WORKING DATA:

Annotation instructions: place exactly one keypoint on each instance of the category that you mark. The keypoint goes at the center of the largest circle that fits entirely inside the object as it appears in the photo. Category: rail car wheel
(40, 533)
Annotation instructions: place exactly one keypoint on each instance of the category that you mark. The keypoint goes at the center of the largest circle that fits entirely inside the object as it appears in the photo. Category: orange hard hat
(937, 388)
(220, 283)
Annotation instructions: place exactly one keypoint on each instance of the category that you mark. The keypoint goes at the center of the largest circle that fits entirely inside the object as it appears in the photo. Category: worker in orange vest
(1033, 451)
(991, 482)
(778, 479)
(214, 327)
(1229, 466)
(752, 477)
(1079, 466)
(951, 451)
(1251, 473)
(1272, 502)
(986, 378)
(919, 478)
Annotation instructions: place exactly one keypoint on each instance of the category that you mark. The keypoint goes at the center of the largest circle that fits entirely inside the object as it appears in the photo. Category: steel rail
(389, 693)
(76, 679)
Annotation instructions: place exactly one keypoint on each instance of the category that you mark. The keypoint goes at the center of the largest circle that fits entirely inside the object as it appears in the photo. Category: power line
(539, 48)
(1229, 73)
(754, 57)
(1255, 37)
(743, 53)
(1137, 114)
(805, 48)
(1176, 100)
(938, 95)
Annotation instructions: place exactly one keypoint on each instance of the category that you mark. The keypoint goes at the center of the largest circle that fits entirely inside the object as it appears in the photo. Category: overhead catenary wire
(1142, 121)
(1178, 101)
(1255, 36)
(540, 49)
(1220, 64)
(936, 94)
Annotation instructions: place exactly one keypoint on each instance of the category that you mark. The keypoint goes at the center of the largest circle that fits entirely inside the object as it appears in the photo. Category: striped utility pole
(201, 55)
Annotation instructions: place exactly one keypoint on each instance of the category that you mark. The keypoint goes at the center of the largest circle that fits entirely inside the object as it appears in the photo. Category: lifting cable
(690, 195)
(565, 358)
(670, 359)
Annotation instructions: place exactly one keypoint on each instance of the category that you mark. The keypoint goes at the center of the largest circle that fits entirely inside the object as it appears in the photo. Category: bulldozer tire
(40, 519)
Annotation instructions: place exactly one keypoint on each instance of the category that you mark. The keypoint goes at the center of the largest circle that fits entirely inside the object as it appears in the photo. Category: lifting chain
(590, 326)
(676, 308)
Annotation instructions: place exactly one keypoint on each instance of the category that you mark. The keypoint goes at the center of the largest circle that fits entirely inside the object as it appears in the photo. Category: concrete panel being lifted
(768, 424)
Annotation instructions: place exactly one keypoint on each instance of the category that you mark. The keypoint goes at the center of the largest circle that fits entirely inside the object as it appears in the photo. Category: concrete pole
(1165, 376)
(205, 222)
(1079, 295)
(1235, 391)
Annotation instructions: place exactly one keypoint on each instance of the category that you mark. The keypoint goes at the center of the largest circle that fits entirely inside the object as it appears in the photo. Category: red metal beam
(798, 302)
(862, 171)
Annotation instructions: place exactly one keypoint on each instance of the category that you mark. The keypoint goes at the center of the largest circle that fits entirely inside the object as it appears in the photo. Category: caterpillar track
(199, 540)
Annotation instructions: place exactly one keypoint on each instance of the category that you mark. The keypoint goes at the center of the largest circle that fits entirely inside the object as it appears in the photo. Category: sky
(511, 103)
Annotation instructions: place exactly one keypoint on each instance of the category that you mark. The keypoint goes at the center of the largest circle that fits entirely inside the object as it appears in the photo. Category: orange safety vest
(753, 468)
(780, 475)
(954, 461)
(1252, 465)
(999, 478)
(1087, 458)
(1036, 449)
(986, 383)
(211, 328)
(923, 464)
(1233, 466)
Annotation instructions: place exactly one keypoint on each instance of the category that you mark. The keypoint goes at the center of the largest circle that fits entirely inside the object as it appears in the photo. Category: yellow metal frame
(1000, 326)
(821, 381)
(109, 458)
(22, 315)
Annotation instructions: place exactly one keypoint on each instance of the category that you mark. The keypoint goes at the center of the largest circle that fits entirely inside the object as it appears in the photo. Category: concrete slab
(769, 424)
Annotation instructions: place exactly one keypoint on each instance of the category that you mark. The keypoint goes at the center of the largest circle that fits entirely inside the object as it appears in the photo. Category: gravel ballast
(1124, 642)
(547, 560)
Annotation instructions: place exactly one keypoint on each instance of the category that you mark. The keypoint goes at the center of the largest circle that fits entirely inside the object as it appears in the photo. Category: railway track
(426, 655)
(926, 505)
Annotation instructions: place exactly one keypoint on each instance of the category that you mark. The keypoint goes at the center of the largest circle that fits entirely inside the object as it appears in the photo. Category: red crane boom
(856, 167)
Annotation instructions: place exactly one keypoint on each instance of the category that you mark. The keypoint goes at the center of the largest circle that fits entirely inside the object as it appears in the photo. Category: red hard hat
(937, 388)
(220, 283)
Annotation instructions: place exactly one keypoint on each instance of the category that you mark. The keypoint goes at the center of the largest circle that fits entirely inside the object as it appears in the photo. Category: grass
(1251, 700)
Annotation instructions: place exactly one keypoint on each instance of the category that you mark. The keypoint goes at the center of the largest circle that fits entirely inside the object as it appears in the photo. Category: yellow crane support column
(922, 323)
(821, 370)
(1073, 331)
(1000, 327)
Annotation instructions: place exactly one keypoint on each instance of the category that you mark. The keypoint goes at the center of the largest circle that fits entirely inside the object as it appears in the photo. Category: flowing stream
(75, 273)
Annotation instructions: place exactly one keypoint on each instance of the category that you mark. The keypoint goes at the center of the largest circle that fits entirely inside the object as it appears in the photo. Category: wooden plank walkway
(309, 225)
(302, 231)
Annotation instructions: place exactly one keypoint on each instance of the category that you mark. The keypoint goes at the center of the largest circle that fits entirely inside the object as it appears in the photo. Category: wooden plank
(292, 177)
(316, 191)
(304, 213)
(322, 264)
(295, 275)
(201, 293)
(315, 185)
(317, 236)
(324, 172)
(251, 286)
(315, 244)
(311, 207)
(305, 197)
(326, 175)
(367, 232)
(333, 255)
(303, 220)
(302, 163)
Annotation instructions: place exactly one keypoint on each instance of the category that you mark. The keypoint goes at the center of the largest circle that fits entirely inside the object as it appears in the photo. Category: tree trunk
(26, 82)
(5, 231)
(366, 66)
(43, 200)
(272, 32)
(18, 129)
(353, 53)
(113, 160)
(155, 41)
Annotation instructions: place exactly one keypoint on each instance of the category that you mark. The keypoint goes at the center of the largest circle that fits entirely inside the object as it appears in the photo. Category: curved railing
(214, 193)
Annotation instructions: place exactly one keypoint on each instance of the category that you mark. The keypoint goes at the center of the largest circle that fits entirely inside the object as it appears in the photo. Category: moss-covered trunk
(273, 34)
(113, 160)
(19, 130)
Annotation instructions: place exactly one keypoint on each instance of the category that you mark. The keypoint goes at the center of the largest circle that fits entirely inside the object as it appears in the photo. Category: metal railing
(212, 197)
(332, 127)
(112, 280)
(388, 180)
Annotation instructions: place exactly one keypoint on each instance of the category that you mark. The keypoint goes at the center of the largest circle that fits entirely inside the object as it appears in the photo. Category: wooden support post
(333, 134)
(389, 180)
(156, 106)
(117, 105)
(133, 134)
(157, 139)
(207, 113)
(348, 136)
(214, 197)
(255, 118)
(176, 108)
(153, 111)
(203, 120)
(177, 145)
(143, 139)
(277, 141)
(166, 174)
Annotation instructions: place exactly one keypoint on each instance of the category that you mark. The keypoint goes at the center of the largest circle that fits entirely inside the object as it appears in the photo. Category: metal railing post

WHAT YOU HAVE TO DO:
Produce a verbatim transcription of the entries above.

EXPECTED OUTPUT:
Annotation instructions: place exactly one keypoint on each instance of the category that you mark. The keypoint goes at the center of the largest circle that fits entirely inside the object as it appears in the photo. Category: rail car wheel
(40, 533)
Annotation instructions: place exactly one keypoint on each instance of the category that you mark. The keypoint goes at the center of the largest circle that fits entirely inside the object as it appears in the photo. Category: orange hard hat
(937, 388)
(220, 283)
Annotation instructions: place exactly one keypoint on each instance of the category that you mark. The keypoint goes at the center of the largest circle that fits entirely inside the object as it appears in the photo. Category: worker in orange vest
(1033, 451)
(991, 482)
(778, 479)
(214, 327)
(1229, 466)
(752, 477)
(1079, 466)
(951, 451)
(1251, 473)
(1272, 502)
(986, 378)
(919, 478)
Annotation instructions: place exactly one keypoint on each instance of the category that you mark. The keypoint goes at the center of the largest circle that fits entirely inside the object as it appears in the photo. Category: steel rail
(389, 693)
(76, 679)
Annotation instructions: place exactly one keypoint on each instance of the category that you mark. The keypoint goes at the center of the largest circle that fits entirely inside the object as it appears in the photo. Category: power line
(539, 48)
(1229, 73)
(754, 57)
(1255, 37)
(743, 53)
(1137, 114)
(805, 48)
(1176, 100)
(938, 95)
Annotation instructions: place exactly one keypoint on each instance of the category that you mark. The keypoint goes at the center of the largest circle that fits entirely inside the object as it appears in the photo. Category: overhead catenary wire
(1142, 121)
(1178, 101)
(1255, 36)
(540, 49)
(1220, 64)
(936, 94)
Annotation instructions: place exactly one keypoint on each instance of the category that you mark. The keypoint goes at the center of the largest circle that fits entirely inside the object as it appears in the photo. Category: striped utility pole
(201, 55)
Annotation instructions: place exactly one keypoint on each instance of the category that you mark. The keypoint goes at the center of the largest circle that fits entirely inside the object as it appears in the photo. Category: lifting cable
(690, 195)
(565, 358)
(670, 359)
Annotation instructions: place exactly one keypoint on each instance of the category that you mark. The keypoint goes at the center of the largest circle that fits entirely inside the object as it appears in the photo. Category: bulldozer tire
(40, 519)
Annotation instructions: place exactly one keypoint on each instance of the category that you mark. The keypoint goes at the center of the largest circle that fits entirely inside the object as it appears in the photo. Category: lifting chain
(590, 326)
(676, 308)
Annotation instructions: place exactly one keypoint on each instance of the category that you mark. The keypoint goes at the center of the largest circle that fits entirely inside the object as it appears in the photo. Category: concrete panel being lifted
(768, 424)
Annotation instructions: place exactly one keypoint on each instance of the category that you mark. The keypoint goes at the center of the largest circle that fits entirely inside the object as it appears in the photo. Category: concrete pole
(1165, 376)
(205, 222)
(1079, 295)
(1235, 391)
Annotation instructions: place exactly one keypoint on each instance of the category that you mark. The keypoint goes at the center of the largest circle that fits entirely inside the object as it appears in the photo. Category: red metal beam
(798, 302)
(862, 171)
Annotation instructions: place exactly one keypoint on each instance of the category that you mark. The keypoint goes at the center of the largest circle that fits entirely inside the object as it appears in the photo. Category: caterpillar track
(199, 540)
Annotation instructions: place exactly one keypoint on each instance of the category that you mark. The keypoint goes at the center of the largest circle that fits entirely inside the object as it appears in the photo. Category: sky
(511, 103)
Annotation instructions: place exactly one keypoint on each instance of the category that you mark. The keypoint goes at the center of the largest circle that fits entirely inside the object as it appears in the photo. Category: orange safety vest
(753, 468)
(780, 475)
(954, 461)
(1252, 465)
(999, 478)
(1087, 458)
(1036, 449)
(986, 383)
(211, 328)
(923, 464)
(1233, 466)
Annotation instructions: place exactly one keypoint on each instance of the category that you mark. The keypoint goes at the center of the largest circle that fits entirely inside the object as it appears in the photo. Category: yellow metal frame
(1000, 326)
(821, 381)
(109, 458)
(22, 315)
Annotation instructions: place exactly one keypoint on each instance of the category that you mark. The keypoint goes at the center of the largest circle that fits entirely inside the object as it appears in the photo. Category: concrete slab
(769, 424)
Annotation instructions: place exactly one keypoint on each instance of the category that you mark. The keypoint goes at the center of the largest circle that fits entirely inside the object as it appears in the photo. Category: gravel ballast
(1124, 642)
(547, 560)
Annotation instructions: place exactly one keypoint on each instance of the category that you mark. The keypoint goes at the center of the largest circle that fits entirely inside the object as it appears in the photo. Category: railway track
(426, 655)
(926, 505)
Annotation instructions: place exactly one keypoint on each instance of the category that you mark. The keypoint goes at the center of the largest circle that fits entirely inside the object as it appears in the photo. Category: red crane boom
(856, 167)
Annotation instructions: place exactly one keypoint on each instance of the category that you mark. The keypoint goes at the center of the largest circle that fits entirely inside the object as it appears in the photo. Category: red hard hat
(937, 388)
(220, 283)
Annotation instructions: place exactly one keypoint on each instance of the category that you mark. The keypoint goes at the center of the largest circle that fits entirely inside the object as it appears in the photo. Category: grass
(1251, 700)
Annotation instructions: place exactly one keypoint on each instance of the category that you mark. The keypoint goes at the center of the largest circle that fits entirely inside the object as it appears in the photo. Category: yellow crane support column
(922, 323)
(821, 370)
(1073, 331)
(1000, 327)
Annotation instructions: place exactly one keypoint on each instance of the category that you mark. The keypoint goes at the center of the largest circle that fits entirely inside the object as it appears in the photo. Category: flowing stream
(75, 273)
Annotation instructions: place exactly one keypoint on each instance of the category that you mark. The keypoint goes at the center of the largest circle that fits entirely inside the object as it appears in the photo. Category: wooden plank walkway
(309, 225)
(302, 231)
Annotation instructions: place exactly one keypoint on each instance of the category that you mark. The keypoint goes at the center of the largest circle that fits entirely inside the object as it appears in the photo. Category: wooden plank
(292, 177)
(316, 191)
(304, 213)
(322, 264)
(295, 275)
(201, 293)
(315, 185)
(317, 236)
(324, 172)
(251, 286)
(315, 244)
(311, 207)
(305, 197)
(326, 175)
(367, 232)
(333, 255)
(303, 220)
(302, 163)
Annotation instructions: place exactly one keypoint on each instance of the category that you mark. The keypoint goes at the center of the largest circle that fits entirely inside the object as it appears in the photo. Category: tree trunk
(26, 82)
(5, 231)
(366, 66)
(43, 200)
(272, 32)
(18, 129)
(353, 53)
(113, 160)
(155, 41)
Annotation instructions: place exactly one keypoint on each instance of the category that you mark. The keypoint goes at the center of the largest circle that fits entirely inside the object as it appears in the photo. Category: curved railing
(214, 193)
Annotation instructions: place exactly one keypoint on each instance of the category that you mark. The keypoint goes at the center of the largest circle that fits entirely inside the object as it appears in the photo. Category: moss-covered trunk
(273, 34)
(113, 160)
(19, 130)
Annotation instructions: place exactly one keypoint on each instance of the category that you mark. The keypoint goes at the center of the largest circle that fits entirely inside the object as it appears in the photo. Category: metal railing
(212, 197)
(332, 127)
(112, 280)
(388, 180)
Annotation instructions: place exactly one keypoint on each instance of the category that you mark. The keypoint goes at the center of the largest circle that fits entirely inside the object as it appears in the photo. Category: wooden support post
(333, 134)
(389, 180)
(156, 106)
(117, 105)
(133, 134)
(157, 139)
(207, 113)
(348, 136)
(214, 197)
(255, 118)
(176, 108)
(153, 111)
(203, 120)
(177, 145)
(143, 139)
(277, 141)
(166, 174)
Annotation instructions: place exactly one keypoint on each instance of the category that you mark. The keypoint goes at the center of the largest circle that fits entirely inside the object as it appears in the photo. Category: metal railing post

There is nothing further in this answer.